-- start Stored rows --

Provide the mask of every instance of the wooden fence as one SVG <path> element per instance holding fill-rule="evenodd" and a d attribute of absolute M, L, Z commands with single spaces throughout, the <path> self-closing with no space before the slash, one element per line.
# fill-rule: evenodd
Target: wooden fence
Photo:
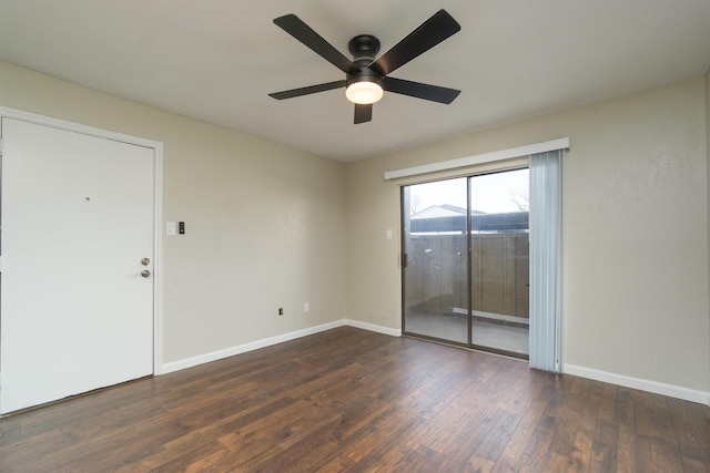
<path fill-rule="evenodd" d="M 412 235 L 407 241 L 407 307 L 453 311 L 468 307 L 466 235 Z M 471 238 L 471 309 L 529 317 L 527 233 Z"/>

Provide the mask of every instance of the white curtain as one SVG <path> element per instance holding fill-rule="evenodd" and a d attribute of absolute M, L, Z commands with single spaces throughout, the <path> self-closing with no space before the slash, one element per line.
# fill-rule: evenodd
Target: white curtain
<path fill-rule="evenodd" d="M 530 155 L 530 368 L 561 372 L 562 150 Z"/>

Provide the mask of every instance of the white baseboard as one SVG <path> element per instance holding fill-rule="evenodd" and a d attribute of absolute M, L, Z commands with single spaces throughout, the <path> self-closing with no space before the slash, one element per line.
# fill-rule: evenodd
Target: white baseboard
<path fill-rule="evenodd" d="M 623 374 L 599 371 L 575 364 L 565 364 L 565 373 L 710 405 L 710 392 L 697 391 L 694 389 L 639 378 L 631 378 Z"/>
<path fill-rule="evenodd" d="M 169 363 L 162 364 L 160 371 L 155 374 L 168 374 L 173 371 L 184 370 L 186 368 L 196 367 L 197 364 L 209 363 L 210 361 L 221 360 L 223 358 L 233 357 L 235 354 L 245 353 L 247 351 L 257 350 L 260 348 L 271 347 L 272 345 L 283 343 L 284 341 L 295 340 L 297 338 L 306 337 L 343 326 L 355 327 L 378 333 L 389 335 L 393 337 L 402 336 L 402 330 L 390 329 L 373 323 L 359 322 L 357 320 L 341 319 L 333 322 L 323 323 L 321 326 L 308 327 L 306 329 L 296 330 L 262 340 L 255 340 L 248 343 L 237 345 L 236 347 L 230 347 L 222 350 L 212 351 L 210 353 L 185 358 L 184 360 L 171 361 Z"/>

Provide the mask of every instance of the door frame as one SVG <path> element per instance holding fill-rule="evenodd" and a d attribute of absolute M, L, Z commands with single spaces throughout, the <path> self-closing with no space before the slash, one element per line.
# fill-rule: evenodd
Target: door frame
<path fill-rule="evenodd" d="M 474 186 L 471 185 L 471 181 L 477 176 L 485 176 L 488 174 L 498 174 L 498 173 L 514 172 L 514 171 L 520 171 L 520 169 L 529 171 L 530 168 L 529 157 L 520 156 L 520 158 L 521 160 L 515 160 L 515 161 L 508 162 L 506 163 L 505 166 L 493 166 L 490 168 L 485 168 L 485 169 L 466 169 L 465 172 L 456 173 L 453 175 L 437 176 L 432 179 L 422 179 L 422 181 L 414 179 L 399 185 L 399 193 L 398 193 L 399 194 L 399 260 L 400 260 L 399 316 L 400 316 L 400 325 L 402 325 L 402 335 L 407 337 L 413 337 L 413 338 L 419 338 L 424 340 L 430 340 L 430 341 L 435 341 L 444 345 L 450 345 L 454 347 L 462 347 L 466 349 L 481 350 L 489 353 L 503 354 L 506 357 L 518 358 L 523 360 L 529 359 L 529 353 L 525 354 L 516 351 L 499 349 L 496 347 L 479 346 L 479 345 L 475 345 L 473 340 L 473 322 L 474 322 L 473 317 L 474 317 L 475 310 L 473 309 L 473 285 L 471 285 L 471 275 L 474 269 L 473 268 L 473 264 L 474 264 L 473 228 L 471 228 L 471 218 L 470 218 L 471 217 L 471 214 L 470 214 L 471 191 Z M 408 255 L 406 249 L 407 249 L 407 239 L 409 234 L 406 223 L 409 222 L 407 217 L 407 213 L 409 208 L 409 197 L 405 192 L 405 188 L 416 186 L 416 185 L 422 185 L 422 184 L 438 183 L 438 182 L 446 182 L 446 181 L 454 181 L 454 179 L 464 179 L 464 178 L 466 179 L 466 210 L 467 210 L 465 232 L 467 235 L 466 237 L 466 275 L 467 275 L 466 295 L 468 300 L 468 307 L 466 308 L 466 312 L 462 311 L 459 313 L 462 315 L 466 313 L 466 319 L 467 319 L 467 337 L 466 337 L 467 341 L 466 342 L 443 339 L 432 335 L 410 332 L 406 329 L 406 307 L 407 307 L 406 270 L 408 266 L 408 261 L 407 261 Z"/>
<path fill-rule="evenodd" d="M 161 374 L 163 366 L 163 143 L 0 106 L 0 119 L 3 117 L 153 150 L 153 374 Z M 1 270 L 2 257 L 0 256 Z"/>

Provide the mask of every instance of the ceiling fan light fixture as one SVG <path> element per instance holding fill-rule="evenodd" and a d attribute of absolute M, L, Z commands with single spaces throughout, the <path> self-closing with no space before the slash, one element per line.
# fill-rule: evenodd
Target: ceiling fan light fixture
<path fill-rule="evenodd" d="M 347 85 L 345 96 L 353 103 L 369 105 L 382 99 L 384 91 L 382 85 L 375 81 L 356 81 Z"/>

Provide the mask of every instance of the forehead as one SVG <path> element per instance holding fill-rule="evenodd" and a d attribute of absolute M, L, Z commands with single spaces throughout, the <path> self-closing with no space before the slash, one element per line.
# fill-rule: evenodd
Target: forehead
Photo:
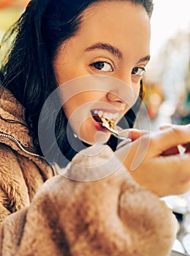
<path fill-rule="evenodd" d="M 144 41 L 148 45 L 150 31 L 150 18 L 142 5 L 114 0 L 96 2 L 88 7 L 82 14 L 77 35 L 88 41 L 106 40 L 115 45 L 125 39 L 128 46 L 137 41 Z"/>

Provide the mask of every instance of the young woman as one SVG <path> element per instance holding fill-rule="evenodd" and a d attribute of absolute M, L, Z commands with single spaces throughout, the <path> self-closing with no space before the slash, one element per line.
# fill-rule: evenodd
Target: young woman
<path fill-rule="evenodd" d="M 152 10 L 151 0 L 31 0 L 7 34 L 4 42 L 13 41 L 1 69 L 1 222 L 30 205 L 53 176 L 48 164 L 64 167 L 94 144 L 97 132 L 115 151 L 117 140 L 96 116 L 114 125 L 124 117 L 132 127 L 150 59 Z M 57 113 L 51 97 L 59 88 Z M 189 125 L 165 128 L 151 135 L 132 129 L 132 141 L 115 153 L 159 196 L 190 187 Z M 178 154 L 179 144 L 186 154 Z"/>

-- end Stored rows --
-- start Stored rows --

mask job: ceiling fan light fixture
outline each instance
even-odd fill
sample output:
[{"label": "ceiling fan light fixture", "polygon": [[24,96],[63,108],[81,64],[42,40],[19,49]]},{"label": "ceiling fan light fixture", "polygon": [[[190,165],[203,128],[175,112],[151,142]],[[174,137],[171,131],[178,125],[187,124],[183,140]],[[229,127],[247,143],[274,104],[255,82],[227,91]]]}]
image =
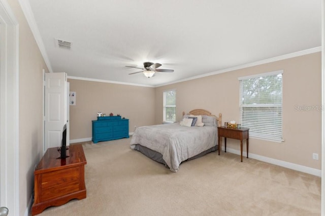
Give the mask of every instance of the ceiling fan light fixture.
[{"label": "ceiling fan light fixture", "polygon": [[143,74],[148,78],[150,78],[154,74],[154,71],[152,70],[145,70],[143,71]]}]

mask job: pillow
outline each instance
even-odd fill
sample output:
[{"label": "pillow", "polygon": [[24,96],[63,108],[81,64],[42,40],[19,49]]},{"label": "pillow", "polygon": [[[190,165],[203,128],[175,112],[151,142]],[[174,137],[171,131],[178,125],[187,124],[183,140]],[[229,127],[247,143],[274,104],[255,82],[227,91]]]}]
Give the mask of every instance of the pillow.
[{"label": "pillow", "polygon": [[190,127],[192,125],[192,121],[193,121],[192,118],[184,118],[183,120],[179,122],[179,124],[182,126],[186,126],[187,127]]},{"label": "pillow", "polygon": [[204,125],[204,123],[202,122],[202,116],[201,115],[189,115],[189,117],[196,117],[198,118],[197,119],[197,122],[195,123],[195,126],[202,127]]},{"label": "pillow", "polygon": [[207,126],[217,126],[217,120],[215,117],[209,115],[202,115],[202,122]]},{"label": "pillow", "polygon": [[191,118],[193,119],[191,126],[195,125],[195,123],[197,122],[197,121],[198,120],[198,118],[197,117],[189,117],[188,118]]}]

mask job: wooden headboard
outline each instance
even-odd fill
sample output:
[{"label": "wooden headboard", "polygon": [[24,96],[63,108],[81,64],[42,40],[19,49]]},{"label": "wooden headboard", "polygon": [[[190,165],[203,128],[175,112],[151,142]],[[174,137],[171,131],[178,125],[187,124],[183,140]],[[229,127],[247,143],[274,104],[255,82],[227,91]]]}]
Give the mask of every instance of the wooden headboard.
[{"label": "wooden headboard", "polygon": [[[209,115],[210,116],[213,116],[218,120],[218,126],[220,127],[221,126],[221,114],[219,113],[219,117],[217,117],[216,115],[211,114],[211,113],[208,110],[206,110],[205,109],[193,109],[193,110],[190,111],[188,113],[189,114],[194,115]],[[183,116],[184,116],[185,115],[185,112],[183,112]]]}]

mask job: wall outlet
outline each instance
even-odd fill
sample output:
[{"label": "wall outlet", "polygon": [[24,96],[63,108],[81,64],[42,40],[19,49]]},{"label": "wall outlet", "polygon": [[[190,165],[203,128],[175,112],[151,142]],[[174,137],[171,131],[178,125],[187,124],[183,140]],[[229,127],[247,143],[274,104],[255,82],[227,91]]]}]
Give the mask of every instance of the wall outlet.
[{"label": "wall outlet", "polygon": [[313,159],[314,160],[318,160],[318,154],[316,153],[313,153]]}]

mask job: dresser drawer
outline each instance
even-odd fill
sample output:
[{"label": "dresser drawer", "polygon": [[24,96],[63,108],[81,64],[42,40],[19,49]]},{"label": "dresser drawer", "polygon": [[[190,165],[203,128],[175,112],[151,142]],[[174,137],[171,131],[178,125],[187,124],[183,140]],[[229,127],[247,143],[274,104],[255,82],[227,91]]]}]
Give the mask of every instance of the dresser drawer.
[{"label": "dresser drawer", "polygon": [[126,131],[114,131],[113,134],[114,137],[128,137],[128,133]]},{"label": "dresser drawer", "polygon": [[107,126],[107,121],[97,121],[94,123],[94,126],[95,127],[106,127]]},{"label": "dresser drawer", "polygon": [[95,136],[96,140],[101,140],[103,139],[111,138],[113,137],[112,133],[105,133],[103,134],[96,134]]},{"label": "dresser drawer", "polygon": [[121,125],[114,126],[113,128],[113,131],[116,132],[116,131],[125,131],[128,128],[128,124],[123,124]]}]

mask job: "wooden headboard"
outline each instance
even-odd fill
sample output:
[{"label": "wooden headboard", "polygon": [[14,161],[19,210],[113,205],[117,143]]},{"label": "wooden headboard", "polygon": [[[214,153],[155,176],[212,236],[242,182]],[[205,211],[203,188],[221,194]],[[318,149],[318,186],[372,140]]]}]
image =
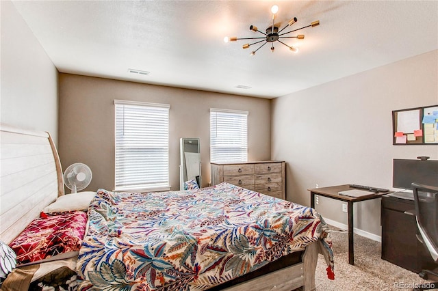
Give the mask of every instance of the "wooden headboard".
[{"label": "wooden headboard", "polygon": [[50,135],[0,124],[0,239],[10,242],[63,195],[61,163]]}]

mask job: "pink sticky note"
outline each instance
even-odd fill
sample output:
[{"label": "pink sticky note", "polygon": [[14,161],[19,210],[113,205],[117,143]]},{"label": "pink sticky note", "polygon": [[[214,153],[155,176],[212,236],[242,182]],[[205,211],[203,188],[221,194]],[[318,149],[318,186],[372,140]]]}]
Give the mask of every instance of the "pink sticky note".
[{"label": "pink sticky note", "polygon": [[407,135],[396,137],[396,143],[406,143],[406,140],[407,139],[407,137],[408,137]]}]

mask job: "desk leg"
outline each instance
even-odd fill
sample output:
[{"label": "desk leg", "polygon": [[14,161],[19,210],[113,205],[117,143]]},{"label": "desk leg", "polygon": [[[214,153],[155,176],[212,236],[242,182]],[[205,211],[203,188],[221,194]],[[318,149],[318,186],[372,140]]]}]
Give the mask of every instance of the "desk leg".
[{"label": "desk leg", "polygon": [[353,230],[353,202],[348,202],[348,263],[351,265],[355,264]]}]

-- end Stored rows --
-- start Stored rows --

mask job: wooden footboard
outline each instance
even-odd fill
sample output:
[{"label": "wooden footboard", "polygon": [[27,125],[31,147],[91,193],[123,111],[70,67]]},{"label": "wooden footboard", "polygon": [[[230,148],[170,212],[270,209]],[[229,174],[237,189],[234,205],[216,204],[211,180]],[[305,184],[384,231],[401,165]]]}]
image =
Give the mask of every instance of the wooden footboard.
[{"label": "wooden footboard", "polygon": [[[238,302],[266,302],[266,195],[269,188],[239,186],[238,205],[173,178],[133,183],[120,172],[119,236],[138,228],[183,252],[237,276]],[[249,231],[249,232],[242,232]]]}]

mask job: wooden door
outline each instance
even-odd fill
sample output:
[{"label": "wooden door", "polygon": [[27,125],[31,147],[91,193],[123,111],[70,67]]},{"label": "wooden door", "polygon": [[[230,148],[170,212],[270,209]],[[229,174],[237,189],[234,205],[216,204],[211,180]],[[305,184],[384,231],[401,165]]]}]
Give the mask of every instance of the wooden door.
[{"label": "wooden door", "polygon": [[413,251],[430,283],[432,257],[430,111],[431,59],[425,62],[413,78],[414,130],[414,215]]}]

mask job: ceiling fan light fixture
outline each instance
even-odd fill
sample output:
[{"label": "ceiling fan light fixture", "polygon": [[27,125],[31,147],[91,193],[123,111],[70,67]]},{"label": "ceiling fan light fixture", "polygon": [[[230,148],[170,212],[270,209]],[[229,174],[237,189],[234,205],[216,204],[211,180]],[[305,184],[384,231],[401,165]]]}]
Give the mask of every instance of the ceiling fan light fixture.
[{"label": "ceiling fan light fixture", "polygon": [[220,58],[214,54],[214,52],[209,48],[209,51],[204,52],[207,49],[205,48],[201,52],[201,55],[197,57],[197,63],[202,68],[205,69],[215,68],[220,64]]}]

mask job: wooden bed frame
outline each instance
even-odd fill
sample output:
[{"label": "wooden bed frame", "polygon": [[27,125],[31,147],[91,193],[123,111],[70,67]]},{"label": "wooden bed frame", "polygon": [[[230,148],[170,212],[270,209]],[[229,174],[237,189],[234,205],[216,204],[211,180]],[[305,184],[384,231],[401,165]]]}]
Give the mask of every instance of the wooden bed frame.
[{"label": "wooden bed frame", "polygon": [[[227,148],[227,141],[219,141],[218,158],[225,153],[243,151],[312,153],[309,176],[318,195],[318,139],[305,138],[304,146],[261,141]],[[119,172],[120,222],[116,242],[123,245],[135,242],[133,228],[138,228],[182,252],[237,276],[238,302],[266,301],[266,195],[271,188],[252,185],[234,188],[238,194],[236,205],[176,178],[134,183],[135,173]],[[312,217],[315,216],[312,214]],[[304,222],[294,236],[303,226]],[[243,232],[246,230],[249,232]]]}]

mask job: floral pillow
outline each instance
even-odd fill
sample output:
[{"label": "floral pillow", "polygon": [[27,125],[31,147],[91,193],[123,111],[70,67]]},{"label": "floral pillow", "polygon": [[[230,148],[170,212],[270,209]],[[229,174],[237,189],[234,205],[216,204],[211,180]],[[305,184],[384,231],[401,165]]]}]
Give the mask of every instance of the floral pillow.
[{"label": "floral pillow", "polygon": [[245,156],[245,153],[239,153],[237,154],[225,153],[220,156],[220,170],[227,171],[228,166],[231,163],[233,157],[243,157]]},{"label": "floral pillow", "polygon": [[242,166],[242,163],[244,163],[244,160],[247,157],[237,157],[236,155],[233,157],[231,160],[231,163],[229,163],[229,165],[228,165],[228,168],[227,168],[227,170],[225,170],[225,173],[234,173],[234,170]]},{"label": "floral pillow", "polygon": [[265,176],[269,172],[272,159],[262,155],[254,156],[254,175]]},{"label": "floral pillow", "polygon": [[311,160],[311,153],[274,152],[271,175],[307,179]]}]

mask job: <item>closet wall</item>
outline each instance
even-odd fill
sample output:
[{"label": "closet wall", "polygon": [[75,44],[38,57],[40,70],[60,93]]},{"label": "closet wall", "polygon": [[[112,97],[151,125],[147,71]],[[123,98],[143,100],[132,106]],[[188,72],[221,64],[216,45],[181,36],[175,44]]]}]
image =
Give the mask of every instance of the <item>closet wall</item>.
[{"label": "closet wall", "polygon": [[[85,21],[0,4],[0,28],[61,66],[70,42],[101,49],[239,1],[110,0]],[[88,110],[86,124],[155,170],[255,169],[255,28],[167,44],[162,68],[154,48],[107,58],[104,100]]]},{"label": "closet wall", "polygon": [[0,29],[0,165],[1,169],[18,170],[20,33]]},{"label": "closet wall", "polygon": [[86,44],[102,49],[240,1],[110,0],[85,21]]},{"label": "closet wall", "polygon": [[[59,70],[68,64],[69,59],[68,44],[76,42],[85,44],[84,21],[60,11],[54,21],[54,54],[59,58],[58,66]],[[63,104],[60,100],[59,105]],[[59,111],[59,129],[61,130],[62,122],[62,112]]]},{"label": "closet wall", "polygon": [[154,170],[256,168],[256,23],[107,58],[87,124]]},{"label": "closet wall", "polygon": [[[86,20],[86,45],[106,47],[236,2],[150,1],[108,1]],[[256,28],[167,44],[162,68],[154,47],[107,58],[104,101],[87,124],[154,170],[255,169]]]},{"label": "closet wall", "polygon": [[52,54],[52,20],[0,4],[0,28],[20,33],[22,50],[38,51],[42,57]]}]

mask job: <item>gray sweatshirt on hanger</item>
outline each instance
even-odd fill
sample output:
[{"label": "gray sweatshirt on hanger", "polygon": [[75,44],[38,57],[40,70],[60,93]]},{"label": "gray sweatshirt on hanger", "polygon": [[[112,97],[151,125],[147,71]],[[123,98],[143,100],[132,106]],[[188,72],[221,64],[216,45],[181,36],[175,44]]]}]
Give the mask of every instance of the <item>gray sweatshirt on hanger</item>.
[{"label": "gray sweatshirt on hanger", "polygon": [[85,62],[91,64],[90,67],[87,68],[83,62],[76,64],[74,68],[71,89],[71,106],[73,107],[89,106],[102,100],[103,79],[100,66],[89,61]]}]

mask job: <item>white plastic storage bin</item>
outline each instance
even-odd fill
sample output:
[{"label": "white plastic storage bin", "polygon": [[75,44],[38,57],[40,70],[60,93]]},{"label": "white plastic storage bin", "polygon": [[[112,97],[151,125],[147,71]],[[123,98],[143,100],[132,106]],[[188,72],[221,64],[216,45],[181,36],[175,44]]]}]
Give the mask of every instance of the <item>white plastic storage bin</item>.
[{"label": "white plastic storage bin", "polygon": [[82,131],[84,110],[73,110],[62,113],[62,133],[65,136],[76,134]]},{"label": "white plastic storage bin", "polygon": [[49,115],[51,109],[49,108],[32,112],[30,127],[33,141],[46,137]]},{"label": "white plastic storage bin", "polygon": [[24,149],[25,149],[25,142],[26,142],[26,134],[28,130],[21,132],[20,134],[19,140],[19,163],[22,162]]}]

-- end Stored rows --

● Exercise details
Please rewrite the records as a JSON list of strings, one string per line, from the line containing "Provide the mask of every instance of the wooden" through the line containing "530 155 L 530", inclusive. Leave out blank lines and the pictures.

● Problem solution
[
  "Provide the mask of every instance of the wooden fence as one SVG <path> element per instance holding fill-rule=\"evenodd\" and a d attribute of absolute M, L, Z commands with single spaces throughout, the <path> self-closing with no space before the slash, one element per line.",
  "# fill-rule: evenodd",
  "Target: wooden fence",
  "Photo:",
  "<path fill-rule=\"evenodd\" d=\"M 412 235 L 407 241 L 407 307 L 453 311 L 468 307 L 466 235 Z M 471 238 L 471 309 L 529 317 L 527 233 Z\"/>",
  "Provide the mask of every instance of the white curtain as one SVG <path> element per instance holding fill-rule=\"evenodd\" and a d attribute of absolute M, L, Z commands with single spaces throughout, the <path> self-closing with no space before the slash, one element per line.",
  "# fill-rule: evenodd",
  "Target: white curtain",
  "<path fill-rule=\"evenodd\" d=\"M 530 155 L 530 368 L 561 372 L 562 150 Z\"/>"
]